Rewrite the entries below, putting "Give the location of" in place of every "Describe the position of" and keeping everything else the same.
* Begin RECORDS TO USE *
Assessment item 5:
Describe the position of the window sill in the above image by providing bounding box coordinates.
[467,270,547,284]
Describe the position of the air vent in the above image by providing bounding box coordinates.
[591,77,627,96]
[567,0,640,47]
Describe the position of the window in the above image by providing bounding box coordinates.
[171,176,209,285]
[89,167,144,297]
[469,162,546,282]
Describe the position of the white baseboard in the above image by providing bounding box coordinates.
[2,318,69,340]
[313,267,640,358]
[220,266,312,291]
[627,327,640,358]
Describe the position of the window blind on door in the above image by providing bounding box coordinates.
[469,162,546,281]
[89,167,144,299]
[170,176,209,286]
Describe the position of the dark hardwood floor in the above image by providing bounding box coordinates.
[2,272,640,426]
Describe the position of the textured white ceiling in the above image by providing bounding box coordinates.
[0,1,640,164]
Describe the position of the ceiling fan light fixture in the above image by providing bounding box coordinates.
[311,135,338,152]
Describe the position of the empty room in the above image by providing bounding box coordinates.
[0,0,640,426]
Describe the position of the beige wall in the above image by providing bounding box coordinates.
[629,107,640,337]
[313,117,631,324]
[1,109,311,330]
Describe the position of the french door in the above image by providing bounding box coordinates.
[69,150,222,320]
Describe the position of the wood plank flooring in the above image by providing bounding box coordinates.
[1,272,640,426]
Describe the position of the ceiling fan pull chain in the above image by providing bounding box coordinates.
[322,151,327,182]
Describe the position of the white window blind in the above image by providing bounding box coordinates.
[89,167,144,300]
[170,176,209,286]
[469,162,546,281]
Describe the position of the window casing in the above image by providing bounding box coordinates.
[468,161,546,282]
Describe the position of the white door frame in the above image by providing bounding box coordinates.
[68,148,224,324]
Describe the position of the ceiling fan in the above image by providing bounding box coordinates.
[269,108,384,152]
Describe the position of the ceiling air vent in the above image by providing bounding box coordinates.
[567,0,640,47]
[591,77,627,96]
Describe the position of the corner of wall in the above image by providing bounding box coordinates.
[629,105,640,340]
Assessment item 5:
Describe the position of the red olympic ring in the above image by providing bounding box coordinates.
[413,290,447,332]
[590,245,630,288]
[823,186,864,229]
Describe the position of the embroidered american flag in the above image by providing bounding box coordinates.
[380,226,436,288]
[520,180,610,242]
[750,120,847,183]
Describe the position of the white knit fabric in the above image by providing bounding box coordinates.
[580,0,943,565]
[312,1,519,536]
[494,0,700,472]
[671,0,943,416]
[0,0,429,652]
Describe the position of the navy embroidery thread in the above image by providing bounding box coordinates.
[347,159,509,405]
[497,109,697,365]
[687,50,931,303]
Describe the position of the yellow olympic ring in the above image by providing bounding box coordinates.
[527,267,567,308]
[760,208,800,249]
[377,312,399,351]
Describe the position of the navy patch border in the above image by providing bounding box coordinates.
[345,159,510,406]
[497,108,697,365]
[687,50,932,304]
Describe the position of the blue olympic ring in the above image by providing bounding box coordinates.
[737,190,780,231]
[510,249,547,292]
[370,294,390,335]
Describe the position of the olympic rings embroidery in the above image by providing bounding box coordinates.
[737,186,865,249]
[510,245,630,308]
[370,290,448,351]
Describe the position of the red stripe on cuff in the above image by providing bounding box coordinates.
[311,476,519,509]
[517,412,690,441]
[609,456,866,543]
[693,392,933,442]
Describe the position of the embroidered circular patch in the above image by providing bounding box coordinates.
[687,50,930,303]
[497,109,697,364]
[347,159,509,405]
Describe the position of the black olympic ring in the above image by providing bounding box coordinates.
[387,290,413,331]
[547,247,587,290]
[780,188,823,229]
* End RECORDS TO USE *
TASK RESPONSE |
Assessment item 5:
Give the location of the window sill in the above image by providing bounding box coordinates.
[467,270,547,284]
Give the location of the air vent in the above image by providing bounding box coordinates.
[591,77,627,96]
[567,0,640,47]
Give the location of the window in the above image by providing bounding box coordinates.
[171,176,209,285]
[89,167,144,297]
[469,162,546,282]
Give the location of the white baseboard in the above image by providing bounding box coordinates.
[2,318,69,340]
[313,267,640,358]
[220,266,312,291]
[627,327,640,358]
Give the location of the window blind on door in the above image by providing bounding box coordinates.
[469,162,546,281]
[89,167,144,299]
[170,176,209,286]
Give the location of the dark hardwood floor in the above image by providing bounding box coordinates.
[2,272,640,426]
Give the location of the textured white ceiling in the above image by providing bounding box coordinates.
[0,1,640,164]
Give the location of the ceiling fan light fixture in the above image by providing bounding box coordinates.
[311,135,338,152]
Give the location of the empty room in the above image by providing bounding box coordinates.
[0,0,640,426]
Give the location of the beige wall in the above image by providing bounding box coordinates.
[629,107,640,337]
[313,117,631,324]
[1,109,311,330]
Give the location of the french door in the above image by providing bounding box coordinates.
[69,150,222,320]
Give the location of the wood plank flooring in the above image by providing bounding box coordinates.
[1,272,640,426]
Give the location of the ceiling fan pull chain in the above image by providing bounding box coordinates.
[322,151,327,182]
Give the location of the white window blind in the above image by providing bounding box coordinates.
[89,167,144,300]
[170,176,209,286]
[469,162,546,281]
Give the location of the window casing in the above image by providing bounding box coordinates.
[468,161,546,282]
Give the location of the white door frame in the above image by providing bounding box coordinates.
[68,148,224,324]
Give the location of the ceiling fan in the above image by providing bounding box coordinates.
[269,108,384,152]
Give the location of the ceiling air vent in the above image by providing bounding box coordinates.
[567,0,640,47]
[591,77,627,96]
Give the location of the corner of wall in the above image by providing bounding box coordinates.
[629,105,640,340]
Assessment item 5:
Give the location of the red olympic ring in the above image by providing bounding box coordinates.
[413,290,447,332]
[590,245,630,288]
[823,186,864,229]
Give the location of the embroidered american flag in the above image by providing bounding box coordinates.
[380,226,436,288]
[520,180,610,242]
[750,120,847,183]
Give the location of the white knit fabric in the above image by providing bounding box coordinates.
[580,0,943,565]
[312,1,519,536]
[494,0,700,472]
[671,0,943,416]
[0,0,429,652]
Give the location of the navy embroidery thread in the above image by providing bounding box coordinates.
[347,159,509,405]
[497,109,697,365]
[687,50,931,303]
Give the location of the yellow olympic ring in the above image by providing bounding box coordinates.
[527,267,567,308]
[760,208,800,249]
[377,312,399,351]
Give the location of the navy patch border in the above image by providing bounding box coordinates.
[345,159,510,406]
[497,108,697,365]
[687,50,932,304]
Give the location of the blue olympic ring in the above image by providing bounding box coordinates.
[737,190,780,231]
[510,249,547,292]
[370,294,390,335]
Give the location of the olympic rings embroidery in the above image by providing bounding box coordinates.
[737,186,865,249]
[510,245,630,308]
[370,290,448,351]
Give the location of the red stripe on cuff in the above image by providing bounding box coordinates.
[311,476,519,509]
[517,412,690,441]
[609,456,866,543]
[693,392,933,442]
Give the location of the embroidered circular patch in the above image by providing bounding box coordinates.
[687,50,930,303]
[497,109,697,364]
[347,159,509,405]
Give the location of the black olympic ring in the above image by providing bounding box coordinates.
[387,290,413,331]
[547,247,587,290]
[780,188,823,229]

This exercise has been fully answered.